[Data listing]
▽

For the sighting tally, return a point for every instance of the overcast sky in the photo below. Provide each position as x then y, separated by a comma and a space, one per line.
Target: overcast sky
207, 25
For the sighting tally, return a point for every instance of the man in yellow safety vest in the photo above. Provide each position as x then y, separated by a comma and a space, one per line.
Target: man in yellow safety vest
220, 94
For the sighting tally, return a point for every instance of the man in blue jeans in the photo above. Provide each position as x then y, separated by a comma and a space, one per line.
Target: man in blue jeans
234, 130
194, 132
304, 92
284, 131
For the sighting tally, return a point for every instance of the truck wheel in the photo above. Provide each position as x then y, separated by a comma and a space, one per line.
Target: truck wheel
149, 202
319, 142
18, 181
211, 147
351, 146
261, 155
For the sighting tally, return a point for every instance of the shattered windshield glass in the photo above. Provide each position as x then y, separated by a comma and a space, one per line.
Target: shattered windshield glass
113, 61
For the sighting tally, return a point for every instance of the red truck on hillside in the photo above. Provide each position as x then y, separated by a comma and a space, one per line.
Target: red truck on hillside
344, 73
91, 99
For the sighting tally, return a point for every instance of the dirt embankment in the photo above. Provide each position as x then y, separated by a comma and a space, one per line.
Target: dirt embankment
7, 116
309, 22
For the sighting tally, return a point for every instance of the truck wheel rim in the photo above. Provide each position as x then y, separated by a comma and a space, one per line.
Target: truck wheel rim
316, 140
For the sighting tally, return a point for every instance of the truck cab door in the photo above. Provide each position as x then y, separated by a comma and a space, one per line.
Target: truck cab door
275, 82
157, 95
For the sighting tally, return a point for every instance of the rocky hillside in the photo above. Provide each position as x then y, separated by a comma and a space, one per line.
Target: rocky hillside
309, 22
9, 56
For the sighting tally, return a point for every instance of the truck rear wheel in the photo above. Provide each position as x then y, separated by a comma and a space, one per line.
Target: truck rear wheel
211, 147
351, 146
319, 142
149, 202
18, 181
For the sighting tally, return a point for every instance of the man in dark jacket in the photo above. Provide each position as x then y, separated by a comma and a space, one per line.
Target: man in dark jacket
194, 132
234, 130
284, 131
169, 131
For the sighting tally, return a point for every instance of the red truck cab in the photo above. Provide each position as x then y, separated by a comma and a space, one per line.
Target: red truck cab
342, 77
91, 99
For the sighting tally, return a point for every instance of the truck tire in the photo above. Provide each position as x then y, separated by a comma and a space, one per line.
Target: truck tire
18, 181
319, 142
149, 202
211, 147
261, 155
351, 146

△

Brief: Reproduce everything from the line containing "of the rocky" down to the end of the records, swapping "sighting tally" for "object count" and changing nothing else.

Answer to this problem:
For the object count, return a point for every instance of the rocky hillside in the photo above. Provide each position as x then y, separated by a comma and a space, one per line.
Target: rocky hillside
309, 22
9, 56
For the object count, return a point for every instance of the truck rear wheel in the photo above. Provide each position as x then y, separated by a comma and a space, one per line.
Target: truck rear wheel
211, 147
351, 146
319, 142
149, 202
18, 181
For the object count, return a point for every instance of the man in dark jacket in the photo above. Provide each position as x then y, separated by a comma and a space, one per line.
Target: man in dark jacket
194, 132
234, 130
284, 131
169, 131
For the object count, return a point for every instance of the red truck cab in the photo above. Provide each position as x then y, separated by a comma and a space, one per line.
Target: red truck cab
342, 77
91, 99
For the object count, return a point for every instance of the truck tire in the photo above. Provide each position as x then y, separated by a comma and a space, one per line.
Target: truck tire
18, 181
319, 142
149, 202
211, 147
261, 155
351, 146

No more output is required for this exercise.